Exercise 1: Summarize the passage on Belshazzar in two sentences.

Document extract:
Rev 17:1-2: Then one of the seven angels who had the seven bowls came and spoke with me, saying, "Come here, I will show you the judgment of the great harlot who sits on many waters, with whom the kings of the earth committed acts of immorality, and those who dwell on the earth were made drunk with the wine of her immorality."
o Sinclair Ferguson offers
this apt reflection regarding Belshazzar:
“Belshazzar is perhaps the supreme Old
Testament parallel to the rich fool in Jesus’ parable.”
Like the rich fool of Luke 12:16-21, Belshazzar was purely
a man of the “here-and-now,” leaving no room in his daily deliberations for God
and utterly destitute of any significant life-purpose other than the poor and paltry
cause of self. Likewise, even as the rich fool’s illusion of security
lay in the abundance of his many possessions, so too was Belshazzar’s ill-founded
confidence centered upon the material—namely, Babylon’s mud bricks and
its vast storehouse of stockpiled provisions. In both cases, neither worldly strategies
nor material wealth would serve to rescue either Belshazzar or the rich fool from
experiencing a sudden and unanticipated death and a subsequent outpouring of
catastrophic Divine judgment.
o Belshazzar is depicted
by Daniel as the consummate nihilist, wallowing in a self-created milieu
of intoxication, gluttony, and sensuality, crowned with his blasphemous acts of
impiety and sacrilege. It could also be well-observed that Belshazzar
ultimately demonstrates contempt even for the founding-ideals of Babylon
itself. Standing in contrast to the great Nebuchadnezzar—who was at least sincere
in his promotion of the nation’s interests, and studious in his attempts to
uphold its values and ideals—Belshazzar may be accurately characterized in his smallness
as one who was quite unburdened by any sort of lofty principles or higher worldview.

Exercise 2: Convert the records, from the line containing "Sports-analytics tagging: mark the blue peugeot" through the end of the records, into a two-column CSV with the columns request and answer. Write one row per request, put each value in a single quoted field, and turn any line breaks into spaces.

Material for this task:

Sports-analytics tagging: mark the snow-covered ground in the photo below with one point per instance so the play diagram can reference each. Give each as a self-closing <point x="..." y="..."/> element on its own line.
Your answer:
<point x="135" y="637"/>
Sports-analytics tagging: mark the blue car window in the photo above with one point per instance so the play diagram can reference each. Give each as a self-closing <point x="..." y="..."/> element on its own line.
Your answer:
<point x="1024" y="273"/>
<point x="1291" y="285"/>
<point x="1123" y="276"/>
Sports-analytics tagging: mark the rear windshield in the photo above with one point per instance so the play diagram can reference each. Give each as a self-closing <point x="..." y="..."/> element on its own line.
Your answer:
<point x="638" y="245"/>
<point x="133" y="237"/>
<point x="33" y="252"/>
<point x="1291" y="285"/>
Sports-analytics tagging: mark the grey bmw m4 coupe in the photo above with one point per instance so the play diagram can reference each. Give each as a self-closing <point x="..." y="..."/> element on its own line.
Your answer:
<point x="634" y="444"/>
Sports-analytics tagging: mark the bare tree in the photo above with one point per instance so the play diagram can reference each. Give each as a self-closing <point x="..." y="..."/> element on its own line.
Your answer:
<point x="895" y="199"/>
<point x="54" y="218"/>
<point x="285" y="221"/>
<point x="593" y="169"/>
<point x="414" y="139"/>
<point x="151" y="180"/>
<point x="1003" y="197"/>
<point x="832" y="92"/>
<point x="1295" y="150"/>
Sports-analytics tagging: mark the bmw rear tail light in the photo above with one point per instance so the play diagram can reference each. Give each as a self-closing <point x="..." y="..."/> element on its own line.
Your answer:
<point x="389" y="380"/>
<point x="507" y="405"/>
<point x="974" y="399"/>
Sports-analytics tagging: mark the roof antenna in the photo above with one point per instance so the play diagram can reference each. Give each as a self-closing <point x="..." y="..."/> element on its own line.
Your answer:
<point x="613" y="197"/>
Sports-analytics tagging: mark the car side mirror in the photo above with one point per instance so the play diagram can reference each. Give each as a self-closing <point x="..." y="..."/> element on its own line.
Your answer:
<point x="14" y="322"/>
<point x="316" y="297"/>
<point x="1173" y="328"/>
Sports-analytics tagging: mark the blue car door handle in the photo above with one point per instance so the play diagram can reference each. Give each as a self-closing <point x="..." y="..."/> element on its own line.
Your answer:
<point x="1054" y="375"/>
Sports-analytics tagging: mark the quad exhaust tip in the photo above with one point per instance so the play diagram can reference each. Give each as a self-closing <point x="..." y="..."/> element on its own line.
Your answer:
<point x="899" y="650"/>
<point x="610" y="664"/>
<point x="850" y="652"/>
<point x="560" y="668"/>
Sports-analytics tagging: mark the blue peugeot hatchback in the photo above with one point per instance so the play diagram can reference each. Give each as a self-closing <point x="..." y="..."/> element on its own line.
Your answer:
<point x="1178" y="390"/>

Output 1: Citing Sinclair Ferguson, the passage likens Belshazzar to the rich fool of Luke 12:16-21: both lived only for the here-and-now and for self, trusted in material things, and could not escape sudden death and divine judgment. It also says Daniel depicts Belshazzar as a nihilist steeped in intoxication, gluttony, sensuality, and sacrilege, who, unlike the sincere Nebuchadnezzar, held no lofty principles and showed contempt even for Babylon's founding ideals.

Output 2:
request,answer
"Sports-analytics tagging: mark the blue peugeot hatchback in the photo above with one point per instance so the play diagram can reference each. Give each as a self-closing <point x=""..."" y=""...""/> element on its own line. Your answer:","<point x=""1178"" y=""390""/>"